(Stored items)
---

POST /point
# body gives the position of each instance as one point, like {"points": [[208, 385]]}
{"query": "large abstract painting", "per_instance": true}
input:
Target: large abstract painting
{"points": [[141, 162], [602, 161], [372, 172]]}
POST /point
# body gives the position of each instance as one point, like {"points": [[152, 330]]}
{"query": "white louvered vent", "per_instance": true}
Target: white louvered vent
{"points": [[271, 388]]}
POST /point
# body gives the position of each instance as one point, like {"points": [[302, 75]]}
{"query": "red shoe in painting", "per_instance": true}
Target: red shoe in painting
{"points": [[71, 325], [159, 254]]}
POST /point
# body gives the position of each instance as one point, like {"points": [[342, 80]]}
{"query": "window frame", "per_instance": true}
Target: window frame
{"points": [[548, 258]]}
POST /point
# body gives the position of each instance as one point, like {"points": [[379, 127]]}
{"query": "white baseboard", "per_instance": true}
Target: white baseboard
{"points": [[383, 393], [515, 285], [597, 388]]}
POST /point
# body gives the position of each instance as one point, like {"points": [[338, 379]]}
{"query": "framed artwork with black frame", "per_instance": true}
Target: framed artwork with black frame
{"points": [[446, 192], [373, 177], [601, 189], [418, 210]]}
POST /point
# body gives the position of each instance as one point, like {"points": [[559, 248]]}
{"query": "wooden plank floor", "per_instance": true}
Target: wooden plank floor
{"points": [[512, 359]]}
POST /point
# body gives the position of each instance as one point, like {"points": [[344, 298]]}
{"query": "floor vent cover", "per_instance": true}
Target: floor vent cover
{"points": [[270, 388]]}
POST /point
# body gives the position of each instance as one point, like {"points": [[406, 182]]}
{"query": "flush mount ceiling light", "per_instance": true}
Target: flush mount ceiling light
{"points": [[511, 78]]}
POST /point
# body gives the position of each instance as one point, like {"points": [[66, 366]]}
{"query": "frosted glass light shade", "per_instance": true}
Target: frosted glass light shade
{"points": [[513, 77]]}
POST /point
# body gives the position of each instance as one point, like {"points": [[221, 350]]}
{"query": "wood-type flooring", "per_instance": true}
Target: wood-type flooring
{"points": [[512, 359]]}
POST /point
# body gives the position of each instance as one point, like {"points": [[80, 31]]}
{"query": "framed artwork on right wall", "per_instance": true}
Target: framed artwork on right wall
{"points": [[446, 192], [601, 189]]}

---

* PROBLEM TO WORK ON *
Set every record down again exactly as written.

* ANSWER BELOW *
POST /point
# body gives the position of each instance as one point, like {"points": [[208, 385]]}
{"query": "large abstract painting", "per_instance": true}
input:
Target: large abstract painting
{"points": [[141, 162], [602, 161], [372, 172]]}
POST /point
# body gives the position of each instance as one point, like {"points": [[152, 330]]}
{"query": "white louvered vent", "per_instance": true}
Target: white louvered vent
{"points": [[271, 388]]}
POST /point
# body gives the position of each instance as one point, like {"points": [[302, 75]]}
{"query": "red shoe in painting", "per_instance": true}
Target: red shoe in painting
{"points": [[71, 325], [159, 254]]}
POST /point
# body gives the position of each instance as one point, like {"points": [[342, 80]]}
{"query": "window frame", "per_instance": true}
Target: window frame
{"points": [[548, 258]]}
POST /point
# body gives the position of each instance as one point, like {"points": [[379, 127]]}
{"query": "white baseboard", "per_instance": true}
Target: white baseboard
{"points": [[383, 393], [515, 285], [597, 388]]}
POST /point
# body gives the position of each instance as one point, like {"points": [[338, 379]]}
{"query": "framed artwork with black frame", "per_instance": true}
Target: framed artwork with black frame
{"points": [[446, 192], [373, 177], [601, 189], [418, 210]]}
POST /point
# body gives the position of each instance as one point, like {"points": [[559, 248]]}
{"query": "wooden plank floor", "per_instance": true}
Target: wooden plank floor
{"points": [[512, 359]]}
POST /point
# body gives the position of each instance as one point, like {"points": [[344, 298]]}
{"query": "floor vent cover", "per_instance": true}
Target: floor vent cover
{"points": [[270, 388]]}
POST /point
# body gives the position of each instance as one point, like {"points": [[406, 182]]}
{"query": "flush mount ceiling light", "per_instance": true}
Target: flush mount ceiling light
{"points": [[511, 78]]}
POST /point
# body gives the position of each instance as one point, like {"points": [[66, 366]]}
{"query": "frosted glass light shade", "per_instance": true}
Target: frosted glass light shade
{"points": [[513, 77]]}
POST /point
# body gives the position of each instance as one point, like {"points": [[221, 350]]}
{"query": "wood-type flooring", "per_instance": true}
Target: wood-type flooring
{"points": [[512, 359]]}
POST /point
# body gives the position of each instance as one point, like {"points": [[80, 31]]}
{"query": "framed artwork on right wall", "per_instance": true}
Target: framed artwork on right wall
{"points": [[446, 192], [601, 189]]}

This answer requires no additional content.